* Your instructions *
Pull out every line of the entries that contains the string "writing", and note that case counts.

Records of labeled points

>> start

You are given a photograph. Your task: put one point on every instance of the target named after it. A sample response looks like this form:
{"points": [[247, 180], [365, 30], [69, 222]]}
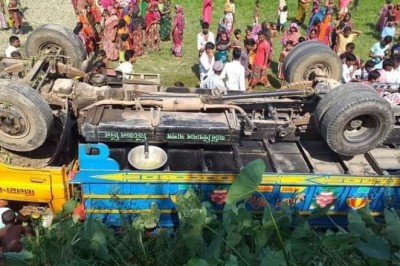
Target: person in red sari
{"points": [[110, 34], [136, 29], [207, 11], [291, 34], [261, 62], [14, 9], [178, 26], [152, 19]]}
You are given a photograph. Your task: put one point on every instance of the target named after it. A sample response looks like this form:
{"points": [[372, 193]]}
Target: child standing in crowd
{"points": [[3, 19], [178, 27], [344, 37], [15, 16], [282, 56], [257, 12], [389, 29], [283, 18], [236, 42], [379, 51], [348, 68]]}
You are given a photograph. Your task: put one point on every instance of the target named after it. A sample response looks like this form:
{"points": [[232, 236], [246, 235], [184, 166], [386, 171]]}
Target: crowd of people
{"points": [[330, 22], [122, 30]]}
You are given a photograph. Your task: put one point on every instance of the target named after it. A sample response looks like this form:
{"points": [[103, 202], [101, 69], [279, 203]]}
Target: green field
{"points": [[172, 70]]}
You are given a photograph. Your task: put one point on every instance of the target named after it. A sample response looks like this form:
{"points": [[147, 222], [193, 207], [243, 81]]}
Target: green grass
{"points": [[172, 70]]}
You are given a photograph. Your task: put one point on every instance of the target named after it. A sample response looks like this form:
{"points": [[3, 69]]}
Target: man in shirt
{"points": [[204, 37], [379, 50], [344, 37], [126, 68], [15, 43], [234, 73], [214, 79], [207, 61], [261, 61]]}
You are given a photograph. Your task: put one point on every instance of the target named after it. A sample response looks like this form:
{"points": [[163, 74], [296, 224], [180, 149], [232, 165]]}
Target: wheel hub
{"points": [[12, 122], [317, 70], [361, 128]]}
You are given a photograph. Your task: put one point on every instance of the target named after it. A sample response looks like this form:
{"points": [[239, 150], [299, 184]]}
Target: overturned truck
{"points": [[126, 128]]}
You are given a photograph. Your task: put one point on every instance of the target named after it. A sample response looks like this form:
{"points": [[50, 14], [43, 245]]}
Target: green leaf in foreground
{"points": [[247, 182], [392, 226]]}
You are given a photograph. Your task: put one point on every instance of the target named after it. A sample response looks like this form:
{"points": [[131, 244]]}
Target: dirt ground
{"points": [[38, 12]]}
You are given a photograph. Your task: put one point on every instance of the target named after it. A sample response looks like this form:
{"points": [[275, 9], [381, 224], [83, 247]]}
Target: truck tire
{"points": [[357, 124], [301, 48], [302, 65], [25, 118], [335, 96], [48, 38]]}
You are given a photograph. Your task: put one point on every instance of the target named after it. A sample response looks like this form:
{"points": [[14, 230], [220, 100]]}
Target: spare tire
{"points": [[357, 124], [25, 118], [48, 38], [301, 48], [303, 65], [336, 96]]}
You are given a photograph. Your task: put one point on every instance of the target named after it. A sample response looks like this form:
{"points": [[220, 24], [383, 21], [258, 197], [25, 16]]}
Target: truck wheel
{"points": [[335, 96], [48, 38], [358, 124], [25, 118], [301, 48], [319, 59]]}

>> end
>> start

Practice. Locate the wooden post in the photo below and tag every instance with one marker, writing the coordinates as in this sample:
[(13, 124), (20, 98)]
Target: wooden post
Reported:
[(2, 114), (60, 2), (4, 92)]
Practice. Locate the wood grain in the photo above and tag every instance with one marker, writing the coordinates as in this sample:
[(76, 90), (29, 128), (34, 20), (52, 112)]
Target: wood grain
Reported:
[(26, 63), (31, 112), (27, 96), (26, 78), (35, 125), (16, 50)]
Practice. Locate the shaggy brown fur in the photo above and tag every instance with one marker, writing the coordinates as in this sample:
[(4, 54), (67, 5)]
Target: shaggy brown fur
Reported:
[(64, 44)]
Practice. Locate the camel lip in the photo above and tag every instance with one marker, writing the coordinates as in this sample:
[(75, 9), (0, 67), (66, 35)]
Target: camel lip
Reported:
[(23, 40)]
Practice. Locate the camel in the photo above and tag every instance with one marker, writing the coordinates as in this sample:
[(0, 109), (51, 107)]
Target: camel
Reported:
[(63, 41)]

>> end
>> start

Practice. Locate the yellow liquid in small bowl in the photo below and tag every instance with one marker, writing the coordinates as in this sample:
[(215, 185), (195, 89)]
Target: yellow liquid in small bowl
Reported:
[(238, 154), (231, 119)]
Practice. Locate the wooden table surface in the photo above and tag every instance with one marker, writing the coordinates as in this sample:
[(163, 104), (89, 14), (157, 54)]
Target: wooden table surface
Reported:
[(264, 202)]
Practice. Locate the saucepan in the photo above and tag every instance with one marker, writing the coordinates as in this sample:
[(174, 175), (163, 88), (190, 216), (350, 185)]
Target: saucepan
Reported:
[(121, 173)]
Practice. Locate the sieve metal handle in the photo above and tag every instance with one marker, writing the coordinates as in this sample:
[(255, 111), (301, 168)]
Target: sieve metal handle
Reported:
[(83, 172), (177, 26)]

>> end

* Response to the exercise *
Practice. Locate the wooden post in the photo below and tag every instance with one marker, writing the coordinates as in this sample:
Practice. Locate the wood grain in the photo above and tag every instance with one marker, writing the coordinates as in this sample:
Practice. Locate the shaggy brown fur in the photo above and tag every instance with one marker, writing the coordinates as in this sample:
Practice. Locate the camel lip in the photo above and tag every instance with one marker, writing the coordinates as in this sample:
Practice. Locate the camel in the photo above and tag every instance with one marker, writing the coordinates as in this sample:
Practice. Locate the yellow liquid in small bowl in the photo below and tag every instance with one marker, writing the coordinates as in this sample:
Practice. Locate the wooden table surface in the photo above and tag every instance with one marker, writing the coordinates as in this sample:
Practice. Locate the saucepan in the photo above and tag every instance with one marker, writing the coordinates as in this sample:
Practice. Locate the sieve metal handle in the photo above and tag every instance with one marker, writing the coordinates as in this sample:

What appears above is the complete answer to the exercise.